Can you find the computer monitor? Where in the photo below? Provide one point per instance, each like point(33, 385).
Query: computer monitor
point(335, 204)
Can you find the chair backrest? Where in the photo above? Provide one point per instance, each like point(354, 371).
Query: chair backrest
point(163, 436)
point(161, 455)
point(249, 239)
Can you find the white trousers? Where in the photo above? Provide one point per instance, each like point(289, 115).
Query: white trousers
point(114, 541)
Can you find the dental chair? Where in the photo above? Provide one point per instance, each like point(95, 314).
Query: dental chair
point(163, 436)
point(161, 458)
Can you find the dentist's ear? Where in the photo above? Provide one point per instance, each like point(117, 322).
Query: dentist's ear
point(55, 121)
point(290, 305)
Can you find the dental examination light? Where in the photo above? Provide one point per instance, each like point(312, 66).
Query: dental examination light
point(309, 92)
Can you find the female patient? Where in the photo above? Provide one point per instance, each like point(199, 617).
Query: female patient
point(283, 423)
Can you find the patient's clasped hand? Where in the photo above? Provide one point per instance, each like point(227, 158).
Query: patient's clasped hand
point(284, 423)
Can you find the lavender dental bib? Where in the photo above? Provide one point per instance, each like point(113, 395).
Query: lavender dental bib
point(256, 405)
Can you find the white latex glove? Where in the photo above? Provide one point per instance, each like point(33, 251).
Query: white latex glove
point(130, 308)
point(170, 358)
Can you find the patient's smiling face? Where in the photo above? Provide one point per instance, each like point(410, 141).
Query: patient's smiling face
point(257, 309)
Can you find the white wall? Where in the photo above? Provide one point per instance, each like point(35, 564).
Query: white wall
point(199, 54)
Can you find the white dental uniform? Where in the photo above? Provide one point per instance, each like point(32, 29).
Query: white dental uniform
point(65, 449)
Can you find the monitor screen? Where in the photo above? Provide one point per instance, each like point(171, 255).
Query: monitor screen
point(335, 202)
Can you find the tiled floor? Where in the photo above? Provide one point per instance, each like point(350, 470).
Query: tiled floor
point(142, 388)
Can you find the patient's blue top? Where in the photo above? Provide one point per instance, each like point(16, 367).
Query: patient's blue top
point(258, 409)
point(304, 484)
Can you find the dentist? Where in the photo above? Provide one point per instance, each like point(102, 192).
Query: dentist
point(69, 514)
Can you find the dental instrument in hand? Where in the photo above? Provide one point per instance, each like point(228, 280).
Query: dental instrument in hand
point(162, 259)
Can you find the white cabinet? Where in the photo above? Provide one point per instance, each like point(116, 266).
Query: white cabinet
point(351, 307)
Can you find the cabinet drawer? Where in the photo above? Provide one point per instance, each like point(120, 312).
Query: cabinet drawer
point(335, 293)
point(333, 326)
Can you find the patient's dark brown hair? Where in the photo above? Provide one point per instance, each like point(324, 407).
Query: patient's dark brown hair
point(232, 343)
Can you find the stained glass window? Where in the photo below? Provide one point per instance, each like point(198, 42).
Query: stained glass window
-*-
Reproduce every one of the lines above word for word, with nothing changed.

→ Solution below:
Can you find the computer monitor? Where in the photo below? Provide one point per instance, each like point(33, 385).
Query: computer monitor
point(335, 204)
Can you find the chair backrest? Where in the photo above? Provide one point per instance, each like point(354, 371).
Query: chair backrest
point(163, 436)
point(161, 455)
point(249, 239)
Can you find the white trousers? Where in the photo above? Provide one point per instance, each like point(289, 115).
Query: white trousers
point(114, 541)
Can you find the dental chair? Where in the photo above? Provide one point per instance, each like point(95, 314).
Query: dental chair
point(163, 436)
point(161, 458)
Can you find the dentist's ear? Where in the photo above? Provide one point per instance, each like point(117, 322).
Query: dentist's ear
point(55, 121)
point(290, 305)
Can you find the dental examination light? Where in the photo above? Provide one point per instance, each like point(312, 66).
Query: dental examination light
point(309, 92)
Can you find the female patient? Where in the photo above? Provide one point per instance, each like point(199, 617).
Query: female patient
point(283, 423)
Can you find the patient's clasped hand? Where in the photo above? Provide one point per instance, each like point(227, 158).
Query: patient's clasped hand
point(284, 423)
Can you find the lavender dental bib? Where in the photo above? Provide one point per instance, each like point(113, 395).
Query: lavender dental bib
point(256, 405)
Can you find the white latex glove? Where in the photo above? Provide one point per instance, each like point(33, 251).
Query: white latex glove
point(130, 308)
point(170, 358)
Can you find the patient's smiling face? Where in the photo above? Provide one point per instance, each like point(410, 141).
Query: patient's smiling face
point(257, 309)
Can you find the white wall? Where in the photo above? Provide one point per instance, each like point(35, 564).
Query: white wall
point(199, 54)
Can you find the white dental uniform? Where in the photo above? Provide one point per instance, each like point(32, 29).
Query: white dental uniform
point(65, 449)
Can you find the monitor screen? Where in the photo above? Provide one point per instance, each like point(171, 255).
Query: monitor screen
point(335, 202)
Can you find the tiled floor? Where in the photo above? Provide one point per instance, each like point(350, 470).
Query: tiled floor
point(142, 388)
Can you find the patient's blue top? Where in the photo above? Provide one point per instance, each like point(16, 367).
Query: patient's blue top
point(258, 409)
point(304, 484)
Can you find the dentist? Where in the photo above? Provide one point per instance, each like point(102, 192).
Query: dentist
point(69, 514)
Can you find the dental instrument in hand? Where in the photo above? Provide one point per instance, each like point(228, 280).
Query: dental instrument in hand
point(162, 259)
Can you find the white cabinet? Where in the photo above? Provide one point per instance, each like point(116, 266).
Query: white cabinet
point(351, 307)
Can you find the cabinet drawer? Where in the photo above? Provide one point per instance, each like point(120, 312).
Query: cabinet drawer
point(335, 293)
point(333, 326)
Can you find the patient's dark brown hair? Where in the photo above? Provide one point per instance, each like point(324, 407).
Query: patient's dark brown hair
point(232, 343)
Can you find the stained glass window? Where in the photo below? Provide one point per instance, each like point(198, 42).
Query: stained glass window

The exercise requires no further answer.